Objectif
D'après l'analyse du Capricho Arabe, à qui l'œuvre est-elle dédicacée ?

==== Extrait fourni

Une première analyse, le Capricho Arabe de Tarrega.
Francisco Tarrega est né en 1852 à Villarreal, en
Espagne. Il est mort en 1909.
Le Capricho
Arabe est une pièce pour guitare écrite en 1900
Pour plus de commodité, je me baserais sur l’édition
www.delcamp.net, p. 166-170 du recueil
« tarrega_integral_de_guitarra » accessible aux membres du groupe 040
messages envoyés. Les numéros de mesures renvoient à cette version.
L’œuvre est en Ré
min., elle est dédicacée à Tomas Bretón ( http://fr.wikipedia.org/wiki/Tomas_Breton ) (1850-1923), un
compositeur de zarzuela comme la Verbena
de la Paloma, créée le 17 février 1894 au « teatro Apolo de
Madrid »
Elle est à 3/4
Elle se structure en trois segments.
a. mes 1-4
Reprise de a
b. mes 9-12
Cette introduction est caractérisée par son rythme
« balancé ». Elle installe un rythme harmonique. Premier degré sur la
première moitié de la mesure, cinquième sur la seconde moitié.
Exemple 1
Ré min.
Le rythme harmonique, deux accords par mesures, se
poursuit. Quelques remarques.
Mes. 17, le sol # est l’altération du 4ème
degré.
Exemple 2
A cette même mesure, on reste en ré min., malgré le si bécarre. Il s’agit de la gamme de ré mineur mélodique ascendante[1].
(http://fr.wikipedia.org/wiki/Liste_des_gammes#Gamme_mineure)
Mes. 20, on module vers sol min. avec une demi-cadence (http://fr.wikipedia.org/wiki/Cadence_%28musique%29#La_demi-cadence)
au point d’orgue sur le mi b[2].
Mes.22, on retrouve le trait de l’introduction,
allongé d’un temps supplémentaire. Il était présent mesures 2 et mesure 5.
La présentation du thème se conclue par la reprise
du motif d’introduction, mais avec un rythme harmonique qui s’accélère. Un
accord par temps au lieu d’un pour deux. Le mi
b du troisième temps est l’altération du second degré, fréquente en mineure.

========
==== Données brutes

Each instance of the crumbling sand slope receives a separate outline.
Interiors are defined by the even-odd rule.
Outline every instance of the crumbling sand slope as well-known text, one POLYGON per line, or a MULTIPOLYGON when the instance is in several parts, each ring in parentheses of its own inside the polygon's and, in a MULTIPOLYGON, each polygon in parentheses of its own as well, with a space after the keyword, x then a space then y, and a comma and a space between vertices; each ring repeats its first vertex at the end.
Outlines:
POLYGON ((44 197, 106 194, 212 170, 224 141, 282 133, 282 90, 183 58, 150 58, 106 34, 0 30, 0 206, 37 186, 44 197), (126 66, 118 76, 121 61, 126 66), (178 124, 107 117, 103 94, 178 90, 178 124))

========

Réponse
À Tomas Bretón (1850-1923), compositeur de zarzuela.